Source material:
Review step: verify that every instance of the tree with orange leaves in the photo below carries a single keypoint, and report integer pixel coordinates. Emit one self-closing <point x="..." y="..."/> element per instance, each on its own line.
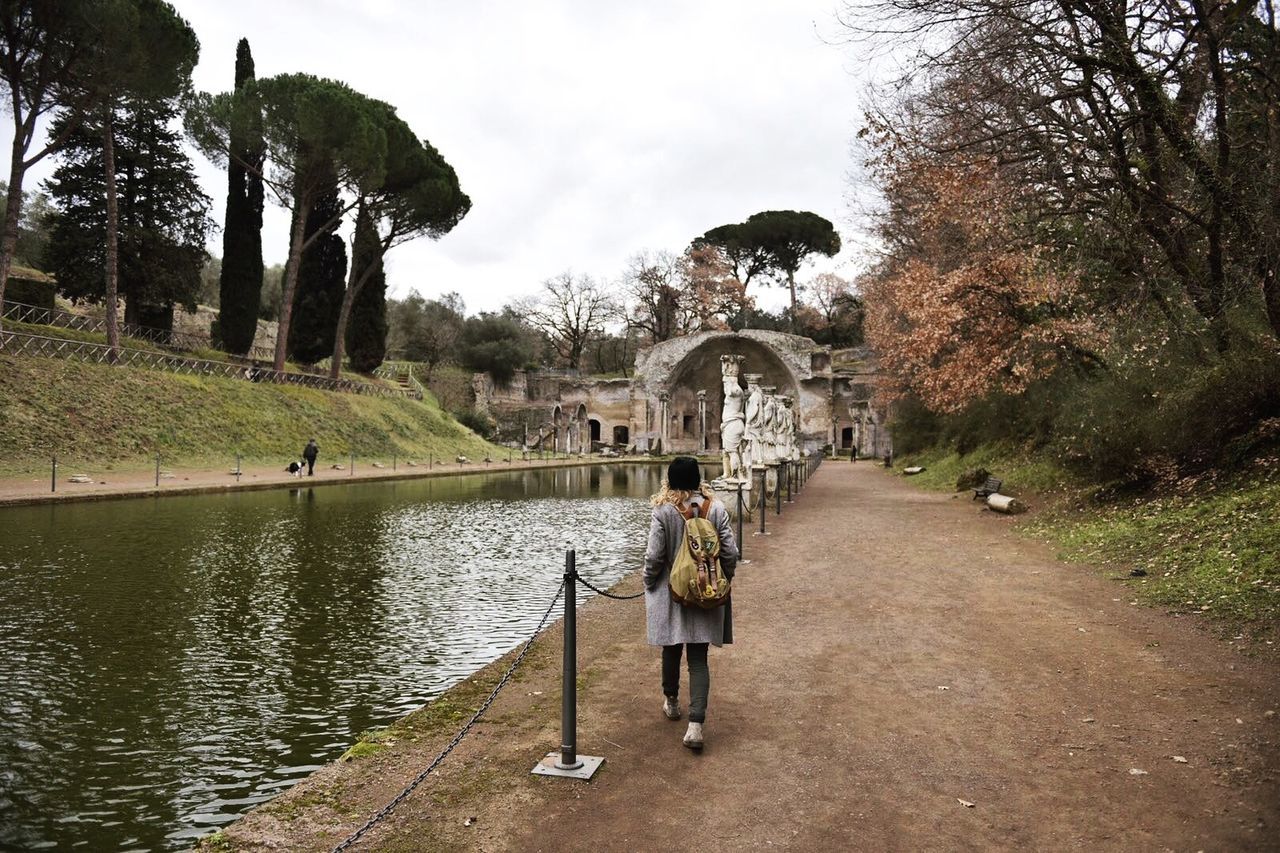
<point x="965" y="310"/>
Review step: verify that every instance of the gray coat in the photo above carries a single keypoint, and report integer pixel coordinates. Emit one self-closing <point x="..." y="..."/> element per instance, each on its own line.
<point x="671" y="623"/>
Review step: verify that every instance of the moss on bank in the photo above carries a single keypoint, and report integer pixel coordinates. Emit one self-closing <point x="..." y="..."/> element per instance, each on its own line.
<point x="120" y="418"/>
<point x="1202" y="544"/>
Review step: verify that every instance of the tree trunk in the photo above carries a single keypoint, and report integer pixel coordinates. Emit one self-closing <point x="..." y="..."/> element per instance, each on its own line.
<point x="1271" y="293"/>
<point x="348" y="299"/>
<point x="12" y="215"/>
<point x="791" y="286"/>
<point x="339" y="338"/>
<point x="113" y="328"/>
<point x="291" y="282"/>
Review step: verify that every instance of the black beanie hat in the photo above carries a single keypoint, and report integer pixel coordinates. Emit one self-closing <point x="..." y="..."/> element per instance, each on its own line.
<point x="682" y="474"/>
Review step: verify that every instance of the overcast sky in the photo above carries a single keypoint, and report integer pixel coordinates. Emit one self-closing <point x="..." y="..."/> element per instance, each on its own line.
<point x="583" y="129"/>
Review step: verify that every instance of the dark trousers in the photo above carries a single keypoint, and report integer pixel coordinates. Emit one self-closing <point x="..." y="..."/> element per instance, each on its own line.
<point x="699" y="676"/>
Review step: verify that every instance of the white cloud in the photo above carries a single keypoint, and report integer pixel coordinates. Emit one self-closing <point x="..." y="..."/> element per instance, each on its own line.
<point x="583" y="131"/>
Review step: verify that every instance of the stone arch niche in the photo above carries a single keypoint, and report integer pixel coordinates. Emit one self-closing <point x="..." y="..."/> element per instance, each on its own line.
<point x="700" y="370"/>
<point x="579" y="430"/>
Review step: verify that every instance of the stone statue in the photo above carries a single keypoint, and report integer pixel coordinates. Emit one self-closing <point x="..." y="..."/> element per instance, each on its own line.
<point x="754" y="433"/>
<point x="732" y="420"/>
<point x="771" y="425"/>
<point x="790" y="450"/>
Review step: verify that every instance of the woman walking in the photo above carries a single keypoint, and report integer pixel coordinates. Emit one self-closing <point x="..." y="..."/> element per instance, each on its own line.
<point x="676" y="628"/>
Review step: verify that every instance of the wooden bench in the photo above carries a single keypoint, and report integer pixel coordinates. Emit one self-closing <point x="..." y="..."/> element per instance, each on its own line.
<point x="990" y="487"/>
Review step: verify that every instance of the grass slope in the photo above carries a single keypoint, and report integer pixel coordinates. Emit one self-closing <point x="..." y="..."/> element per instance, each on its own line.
<point x="1206" y="544"/>
<point x="120" y="418"/>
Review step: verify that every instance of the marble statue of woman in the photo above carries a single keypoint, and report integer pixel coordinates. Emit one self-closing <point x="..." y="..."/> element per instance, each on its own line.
<point x="754" y="433"/>
<point x="732" y="420"/>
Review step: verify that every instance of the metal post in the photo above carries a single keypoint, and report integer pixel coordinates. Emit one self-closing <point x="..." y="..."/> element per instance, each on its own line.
<point x="764" y="506"/>
<point x="740" y="520"/>
<point x="570" y="763"/>
<point x="568" y="690"/>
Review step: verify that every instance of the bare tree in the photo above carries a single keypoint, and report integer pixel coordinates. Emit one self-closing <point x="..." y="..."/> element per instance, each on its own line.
<point x="652" y="286"/>
<point x="570" y="310"/>
<point x="1142" y="135"/>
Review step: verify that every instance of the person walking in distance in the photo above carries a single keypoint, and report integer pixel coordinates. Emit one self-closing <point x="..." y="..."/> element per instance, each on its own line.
<point x="310" y="454"/>
<point x="680" y="629"/>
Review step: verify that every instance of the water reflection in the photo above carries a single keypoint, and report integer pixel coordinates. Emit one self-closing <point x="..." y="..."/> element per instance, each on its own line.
<point x="167" y="664"/>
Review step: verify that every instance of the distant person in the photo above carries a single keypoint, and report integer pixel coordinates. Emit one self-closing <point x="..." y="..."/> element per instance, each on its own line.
<point x="670" y="624"/>
<point x="310" y="454"/>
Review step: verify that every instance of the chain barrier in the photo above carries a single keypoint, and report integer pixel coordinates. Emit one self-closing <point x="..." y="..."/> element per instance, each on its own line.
<point x="417" y="780"/>
<point x="607" y="594"/>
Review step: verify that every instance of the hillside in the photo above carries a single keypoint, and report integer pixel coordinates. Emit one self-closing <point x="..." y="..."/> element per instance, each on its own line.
<point x="120" y="418"/>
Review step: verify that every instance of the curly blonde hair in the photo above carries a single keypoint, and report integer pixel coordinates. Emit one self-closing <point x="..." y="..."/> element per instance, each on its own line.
<point x="667" y="495"/>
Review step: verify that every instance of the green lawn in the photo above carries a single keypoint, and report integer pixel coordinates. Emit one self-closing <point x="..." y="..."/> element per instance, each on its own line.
<point x="1208" y="544"/>
<point x="119" y="418"/>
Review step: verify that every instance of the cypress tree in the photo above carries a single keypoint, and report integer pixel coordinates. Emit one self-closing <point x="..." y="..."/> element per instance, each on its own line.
<point x="321" y="278"/>
<point x="241" y="284"/>
<point x="366" y="331"/>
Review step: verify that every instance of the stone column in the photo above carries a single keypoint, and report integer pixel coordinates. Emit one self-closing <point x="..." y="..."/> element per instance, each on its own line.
<point x="702" y="420"/>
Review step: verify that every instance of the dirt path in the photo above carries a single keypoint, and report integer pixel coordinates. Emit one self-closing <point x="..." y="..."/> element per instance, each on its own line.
<point x="897" y="653"/>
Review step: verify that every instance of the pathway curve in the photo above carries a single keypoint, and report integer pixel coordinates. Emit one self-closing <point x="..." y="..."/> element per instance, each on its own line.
<point x="909" y="675"/>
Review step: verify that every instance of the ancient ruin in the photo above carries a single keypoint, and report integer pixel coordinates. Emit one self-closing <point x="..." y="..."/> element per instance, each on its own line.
<point x="681" y="398"/>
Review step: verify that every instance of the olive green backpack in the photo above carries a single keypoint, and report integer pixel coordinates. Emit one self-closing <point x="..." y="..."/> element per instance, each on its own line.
<point x="696" y="578"/>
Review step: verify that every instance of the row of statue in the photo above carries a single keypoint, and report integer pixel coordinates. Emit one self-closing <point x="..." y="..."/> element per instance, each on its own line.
<point x="758" y="425"/>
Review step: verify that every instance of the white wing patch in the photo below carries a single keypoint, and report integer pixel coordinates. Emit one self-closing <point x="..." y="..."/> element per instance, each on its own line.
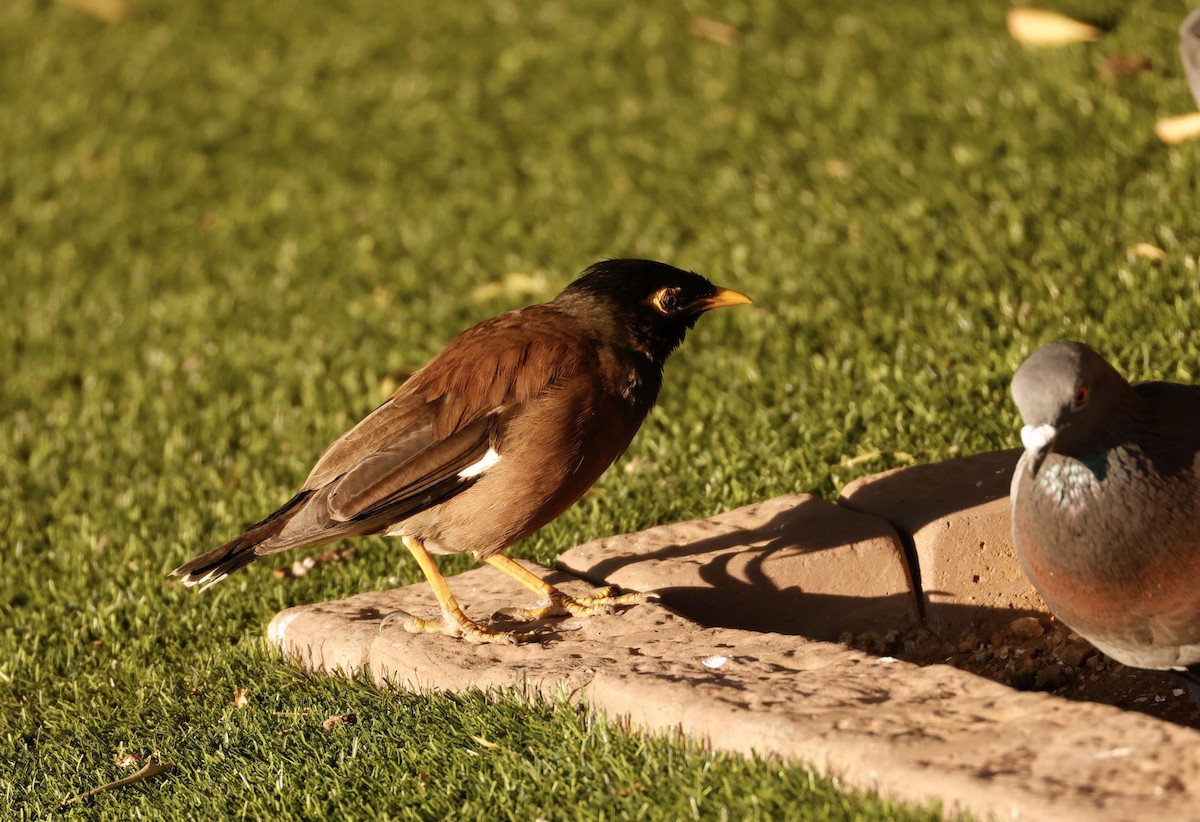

Required work: Any picture in the material is to be left out, and everything else is to be retyped as is.

Exercise response:
Review step: verify that every instance of the tree with orange leaves in the photo below carries a single keypoint, and report integer pixel coordinates. Emit one self-closing <point x="..." y="..."/> element per instance, each on its own line.
<point x="965" y="310"/>
Review step: verify that every instance of the gray coat in the photo above carries a single keypoint, and report integer pixel coordinates. Emit one self-closing <point x="..." y="..."/> element per instance, each on its own line.
<point x="671" y="623"/>
Review step: verify that every instance of the moss on bank in the photo above carries a single keypoint, and report integer pixel coordinates. Emit one self-closing <point x="..." y="..."/> element per instance, each on its own line.
<point x="120" y="418"/>
<point x="1202" y="544"/>
Review step: verify that every instance of the tree trunk in the photo above carries a single keypoint, and report integer pixel coordinates. Emit one self-closing <point x="..." y="..."/> element per instance, each on its own line.
<point x="1271" y="293"/>
<point x="348" y="299"/>
<point x="12" y="215"/>
<point x="791" y="286"/>
<point x="339" y="338"/>
<point x="113" y="328"/>
<point x="291" y="282"/>
Review step: verify that every instance of the black beanie hat in the photo above carries a single keypoint, and report integer pixel coordinates. Emit one self-closing <point x="..." y="..."/> element per instance, each on its own line.
<point x="682" y="474"/>
Review step: verify that every instance of the overcast sky in the photo above carries a single keypoint, and report integer pixel coordinates. Emit one self-closing <point x="..." y="..."/> element per instance, each on its own line.
<point x="583" y="129"/>
Review step: verify that every instance of the dark trousers in the photo above carries a single keypoint, and report integer pixel coordinates. Emit one self-closing <point x="..." y="..."/> element per instance, each on its own line.
<point x="699" y="676"/>
Review step: verify that every instance of the white cloud in the photo above carries a single keypoint, and report integer pixel coordinates. Emit one self-closing <point x="..." y="..."/> element per instance, each on its own line.
<point x="583" y="131"/>
Review step: verify that every instance of the stone arch niche in the photo above carries a single keypoint, and report integer pixel coordinates. Emit one self-closing <point x="..." y="..."/> element per instance, each on its own line.
<point x="700" y="370"/>
<point x="579" y="430"/>
Review step: verify that every instance of the stone statue in the photo above carries a single keypoint, and report integer pixel coordinates. Emit one self-closing <point x="..." y="..."/> element per instance, each on its own line.
<point x="754" y="433"/>
<point x="732" y="420"/>
<point x="771" y="425"/>
<point x="790" y="450"/>
Review step: verify that every instance of the woman walking in the photo above carries a single keypoint, and report integer pixel coordinates. Emit one self-closing <point x="..." y="..."/> element per instance, each on its own line.
<point x="676" y="628"/>
Review step: verify that every instance of the wooden bench in the photo above carries a single keypoint, and report integer pixel coordinates. Emit one self-closing <point x="..." y="..."/> element per instance, each on its own line.
<point x="990" y="487"/>
Review step: verify that every instance of the grass slope in the photo above carries a single keypoint, and report integer pixel coordinates. Emit one self-closing <point x="..." y="..."/> element per instance, each on its own line.
<point x="1206" y="544"/>
<point x="120" y="418"/>
Review step: verify that every instance of the marble statue of woman in the photo above carries a single keypoint, and report integer pixel coordinates. Emit one self-closing <point x="..." y="..."/> element per instance, each on its own line.
<point x="754" y="433"/>
<point x="732" y="420"/>
Review step: verify that every instance of the metal post in the photo above carries a single keypoint, and report integer pixel coordinates. Emit one self-closing <point x="..." y="..."/> element per instance, each on its own line.
<point x="764" y="506"/>
<point x="740" y="520"/>
<point x="570" y="763"/>
<point x="568" y="690"/>
Review step: verify that every instance of the bare tree in the photo above carries a single keypoint, and report integer pixel coordinates. Emit one self-closing <point x="..." y="..."/> element per instance, each on its own line.
<point x="652" y="286"/>
<point x="570" y="310"/>
<point x="1142" y="135"/>
Review step: verify that every instance of the person walking in distance in the photo above carries a single keypoint, and report integer pixel coordinates. Emit one self-closing <point x="..." y="..."/> element per instance, each on its own line.
<point x="310" y="454"/>
<point x="680" y="629"/>
Review step: verify that every instance of the water reflection in the photo above carries a single keypoint, and report integer pixel coordinates. Emit one self-closing <point x="..." y="..."/> element per instance, each on its own line.
<point x="167" y="664"/>
Review step: verify that every instance of the distant person in the photo above carries a single keypoint, and report integer pixel coordinates. Emit one self-closing <point x="..." y="..."/> element per instance, each on its own line.
<point x="670" y="624"/>
<point x="310" y="454"/>
Review step: verify that every instance of the chain barrier in the photo above carries a single keypoint, and report integer pixel coordinates. Emit one self-closing <point x="..." y="..."/> element per instance, each on its own line.
<point x="417" y="780"/>
<point x="607" y="594"/>
Review step: verify that every instance of the hillside in the photo above carries a single keypoint, and report integer pixel coordinates. Emit one self-closing <point x="..." y="..."/> element per instance, each on its own line.
<point x="120" y="418"/>
Review step: verify that every instance of the curly blonde hair in the photo above carries a single keypoint, and report integer pixel coordinates. Emit one self-closing <point x="..." y="..."/> element per instance, each on its own line.
<point x="667" y="495"/>
Review step: verify that every instance of the green lawn in the photo above carries a single keypoint, and report integer pixel coordinates. Emit one self-closing <point x="..." y="..."/> element per instance, each on its own line.
<point x="1208" y="544"/>
<point x="119" y="418"/>
Review step: verify that every instance of the cypress tree in the photo above carries a single keypoint, and report integer pixel coordinates. Emit one self-closing <point x="..." y="..."/> element per instance, each on its own line.
<point x="321" y="278"/>
<point x="241" y="284"/>
<point x="366" y="331"/>
Review step: verify that every instance of the stone column in the photo above carries a single keypoint, and report integer pixel coordinates. Emit one self-closing <point x="..." y="..."/> element per instance, each on its own line.
<point x="702" y="420"/>
Review step: verify that every instance of the dirt path in the photo above carries a single keypoint, and report integer pixel coordinates. Emit one self-closing <point x="..." y="..."/> element per instance, each on its own line.
<point x="897" y="653"/>
Review step: verify that every instance of the pathway curve in the photo above carries a single keypoint, and report integer pixel coordinates. Emit one self-closing <point x="..." y="..."/> element per instance, each on its own line.
<point x="909" y="675"/>
Review step: verify that every instance of the ancient ruin in the photo above carries a single keypoint, and report integer pixel coordinates. Emit one self-closing <point x="..." y="..."/> element per instance, each on its own line.
<point x="681" y="398"/>
Review step: verify that every instance of the olive green backpack in the photo above carries a single keypoint, and report integer pixel coordinates. Emit one self-closing <point x="..." y="..."/> element per instance, each on its own line.
<point x="696" y="578"/>
Review step: verify that every instance of the row of statue in the photo above carries a single keypoint, and report integer pixel coordinates. Emit one self-closing <point x="..." y="..."/> element per instance, each on its own line.
<point x="758" y="425"/>
Review step: verify that every instance of the white wing patch in the photo below carries a single keypoint, and report integer pixel coordinates. Emit one self-closing <point x="..." y="..."/> element per instance, each on its own line.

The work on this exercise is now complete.